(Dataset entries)

━━━━━━━━━━

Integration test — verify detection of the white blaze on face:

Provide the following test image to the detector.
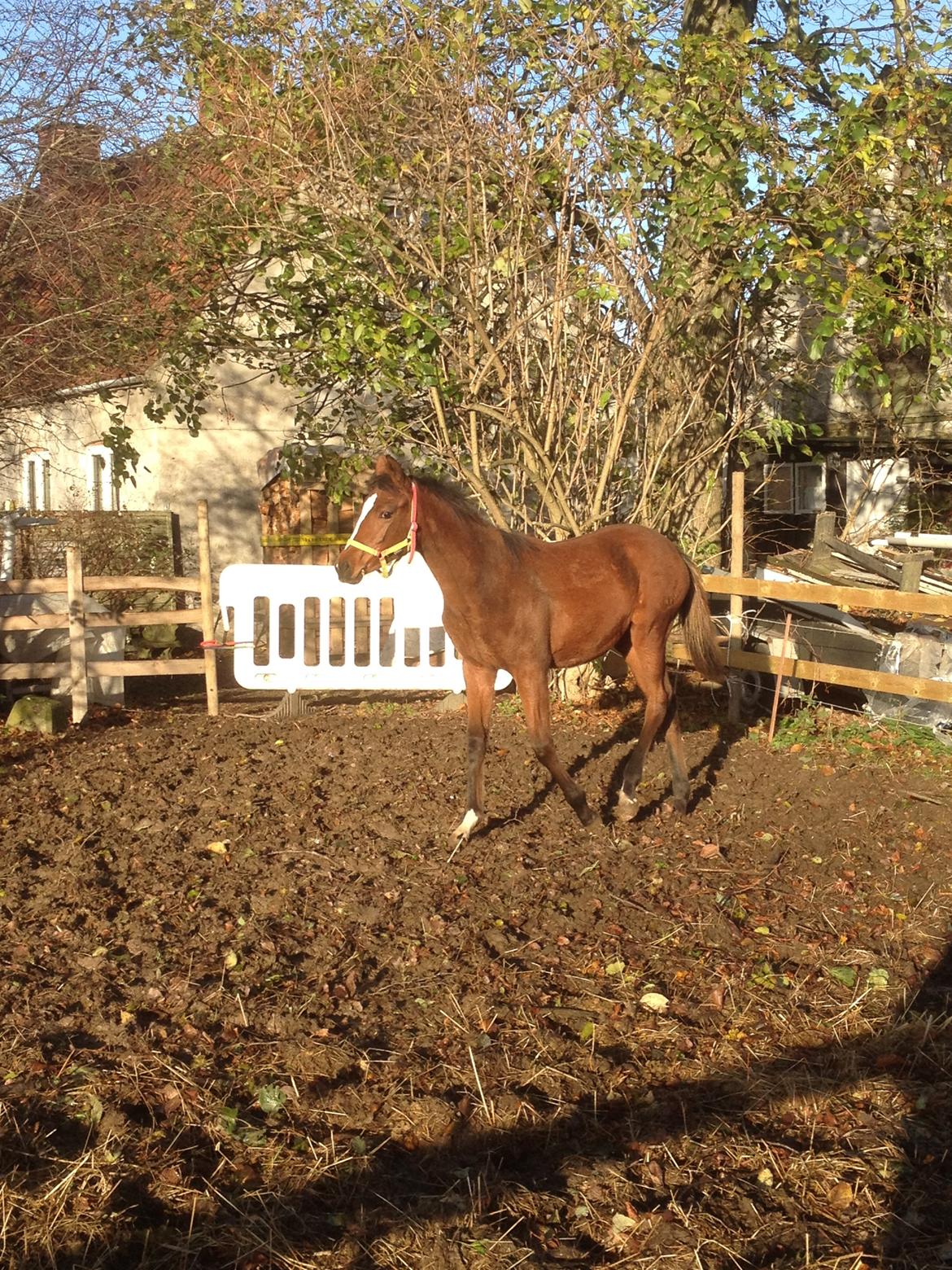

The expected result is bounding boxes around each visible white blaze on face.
[351,494,377,538]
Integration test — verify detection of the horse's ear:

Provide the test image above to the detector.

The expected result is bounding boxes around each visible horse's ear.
[373,454,408,489]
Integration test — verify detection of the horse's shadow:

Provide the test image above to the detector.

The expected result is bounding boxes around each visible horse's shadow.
[484,690,745,839]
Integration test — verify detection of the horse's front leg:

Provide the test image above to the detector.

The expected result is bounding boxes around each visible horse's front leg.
[449,660,496,847]
[515,667,596,824]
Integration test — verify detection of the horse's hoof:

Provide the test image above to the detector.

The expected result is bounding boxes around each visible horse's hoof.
[574,803,596,824]
[449,808,483,851]
[614,790,639,821]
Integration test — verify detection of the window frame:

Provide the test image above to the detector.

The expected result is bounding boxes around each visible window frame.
[85,444,120,512]
[763,458,828,515]
[20,449,52,515]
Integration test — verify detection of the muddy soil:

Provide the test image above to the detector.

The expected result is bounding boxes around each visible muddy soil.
[0,690,952,1270]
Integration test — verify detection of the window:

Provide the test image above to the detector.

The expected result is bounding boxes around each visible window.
[86,446,120,512]
[23,449,50,512]
[764,463,827,515]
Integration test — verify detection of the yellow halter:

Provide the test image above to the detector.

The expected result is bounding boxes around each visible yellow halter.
[344,481,417,578]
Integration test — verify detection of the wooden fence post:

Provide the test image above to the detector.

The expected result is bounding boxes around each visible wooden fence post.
[66,546,89,723]
[727,469,745,723]
[198,498,218,719]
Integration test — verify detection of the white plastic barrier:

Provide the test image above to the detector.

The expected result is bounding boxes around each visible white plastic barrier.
[218,555,512,692]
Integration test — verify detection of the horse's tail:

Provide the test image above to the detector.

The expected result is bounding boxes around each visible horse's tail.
[678,556,727,683]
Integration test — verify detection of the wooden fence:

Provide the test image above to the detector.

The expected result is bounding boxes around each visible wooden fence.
[703,472,952,710]
[705,574,952,703]
[0,499,218,723]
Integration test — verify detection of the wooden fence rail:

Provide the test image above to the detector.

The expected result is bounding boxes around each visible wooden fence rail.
[0,499,218,723]
[703,574,952,703]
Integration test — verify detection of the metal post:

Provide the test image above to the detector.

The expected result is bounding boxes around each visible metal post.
[198,498,218,719]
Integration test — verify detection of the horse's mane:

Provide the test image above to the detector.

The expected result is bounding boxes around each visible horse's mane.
[371,472,533,555]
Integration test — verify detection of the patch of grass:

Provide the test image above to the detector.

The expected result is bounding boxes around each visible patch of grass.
[775,706,952,766]
[496,692,522,717]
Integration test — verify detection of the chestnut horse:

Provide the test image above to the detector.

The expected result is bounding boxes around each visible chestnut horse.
[338,454,723,844]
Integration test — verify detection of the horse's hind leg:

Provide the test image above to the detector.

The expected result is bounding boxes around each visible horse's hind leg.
[618,626,689,821]
[515,668,596,824]
[449,662,496,847]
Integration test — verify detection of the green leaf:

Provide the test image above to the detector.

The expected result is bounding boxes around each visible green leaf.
[825,966,858,988]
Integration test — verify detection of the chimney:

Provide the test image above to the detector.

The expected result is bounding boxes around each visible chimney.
[37,122,103,189]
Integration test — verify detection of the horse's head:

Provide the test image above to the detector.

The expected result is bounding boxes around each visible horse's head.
[338,454,417,581]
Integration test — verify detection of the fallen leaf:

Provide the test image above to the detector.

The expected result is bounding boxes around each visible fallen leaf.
[827,1182,853,1208]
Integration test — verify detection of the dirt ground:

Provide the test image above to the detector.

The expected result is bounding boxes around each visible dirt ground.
[0,690,952,1270]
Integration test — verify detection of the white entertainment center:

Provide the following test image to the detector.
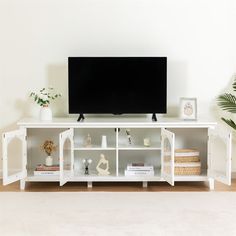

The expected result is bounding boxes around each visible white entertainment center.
[3,118,232,189]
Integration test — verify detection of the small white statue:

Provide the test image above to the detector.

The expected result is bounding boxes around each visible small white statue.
[96,154,110,175]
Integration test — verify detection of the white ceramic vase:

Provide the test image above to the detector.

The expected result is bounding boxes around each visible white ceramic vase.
[40,106,52,121]
[101,135,107,148]
[45,156,53,166]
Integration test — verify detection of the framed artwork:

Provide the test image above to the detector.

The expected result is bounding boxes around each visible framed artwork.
[180,98,197,120]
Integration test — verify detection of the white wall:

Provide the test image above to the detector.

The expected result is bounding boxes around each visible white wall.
[0,0,236,170]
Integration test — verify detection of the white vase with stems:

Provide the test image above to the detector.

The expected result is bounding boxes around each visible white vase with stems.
[40,105,52,121]
[30,88,61,121]
[45,156,53,166]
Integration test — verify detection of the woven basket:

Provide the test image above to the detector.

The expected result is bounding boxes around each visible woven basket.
[175,166,201,175]
[175,156,200,163]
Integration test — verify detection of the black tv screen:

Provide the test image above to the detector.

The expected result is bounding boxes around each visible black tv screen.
[68,57,167,114]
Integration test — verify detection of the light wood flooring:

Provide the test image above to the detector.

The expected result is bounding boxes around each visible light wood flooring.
[0,179,236,192]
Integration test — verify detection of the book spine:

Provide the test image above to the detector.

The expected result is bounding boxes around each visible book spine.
[125,170,154,176]
[34,171,60,176]
[36,168,60,171]
[127,166,153,171]
[175,152,199,157]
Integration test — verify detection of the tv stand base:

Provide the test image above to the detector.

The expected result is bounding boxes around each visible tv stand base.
[77,114,85,122]
[152,113,157,122]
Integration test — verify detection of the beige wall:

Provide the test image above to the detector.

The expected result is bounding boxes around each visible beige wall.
[0,0,236,170]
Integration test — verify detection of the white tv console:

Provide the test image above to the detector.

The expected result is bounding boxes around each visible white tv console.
[0,118,231,189]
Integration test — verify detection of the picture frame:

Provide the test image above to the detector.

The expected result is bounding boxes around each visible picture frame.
[179,97,197,120]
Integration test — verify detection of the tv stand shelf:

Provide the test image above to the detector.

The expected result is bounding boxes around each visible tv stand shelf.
[3,117,232,189]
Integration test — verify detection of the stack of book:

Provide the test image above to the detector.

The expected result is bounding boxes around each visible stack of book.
[125,163,154,176]
[175,149,201,175]
[34,164,60,176]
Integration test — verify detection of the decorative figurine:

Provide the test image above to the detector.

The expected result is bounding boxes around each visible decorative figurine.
[125,129,132,145]
[82,159,92,175]
[84,134,92,147]
[96,154,110,175]
[143,138,151,147]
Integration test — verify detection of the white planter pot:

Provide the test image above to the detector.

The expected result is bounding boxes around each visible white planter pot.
[40,106,52,120]
[45,156,53,166]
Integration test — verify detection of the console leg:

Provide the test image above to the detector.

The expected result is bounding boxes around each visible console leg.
[152,113,157,122]
[143,181,148,188]
[209,179,215,190]
[77,114,84,122]
[20,179,25,190]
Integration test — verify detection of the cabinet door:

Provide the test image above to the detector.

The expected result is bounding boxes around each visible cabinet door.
[2,129,27,185]
[161,128,175,186]
[208,129,232,185]
[59,129,74,186]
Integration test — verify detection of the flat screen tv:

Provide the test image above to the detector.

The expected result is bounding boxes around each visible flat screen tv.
[68,57,167,121]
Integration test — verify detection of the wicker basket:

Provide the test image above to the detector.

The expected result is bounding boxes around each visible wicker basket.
[175,156,200,163]
[175,162,201,175]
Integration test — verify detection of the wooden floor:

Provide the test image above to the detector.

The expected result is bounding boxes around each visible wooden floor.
[0,179,236,192]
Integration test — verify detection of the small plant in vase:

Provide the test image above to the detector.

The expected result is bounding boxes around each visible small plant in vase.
[30,88,61,120]
[43,140,56,166]
[217,77,236,131]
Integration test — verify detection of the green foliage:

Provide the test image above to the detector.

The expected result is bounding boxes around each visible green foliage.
[221,117,236,130]
[30,88,61,106]
[217,79,236,130]
[218,93,236,113]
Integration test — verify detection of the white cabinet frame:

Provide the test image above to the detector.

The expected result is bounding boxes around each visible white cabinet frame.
[161,128,175,186]
[59,128,74,186]
[208,129,232,185]
[2,118,232,189]
[2,129,27,185]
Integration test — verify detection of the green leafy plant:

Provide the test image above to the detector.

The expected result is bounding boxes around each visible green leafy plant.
[217,79,236,130]
[30,88,61,106]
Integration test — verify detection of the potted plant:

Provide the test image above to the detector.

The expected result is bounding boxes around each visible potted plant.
[217,79,236,131]
[42,140,56,166]
[30,87,61,120]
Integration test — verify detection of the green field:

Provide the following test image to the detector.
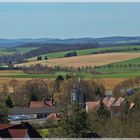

━━━━━━━━━━

◆ STATED GOAL
Count the lines in the rows above that contain the word "head". Reply with the number alone.

◆ TASK SOLUTION
2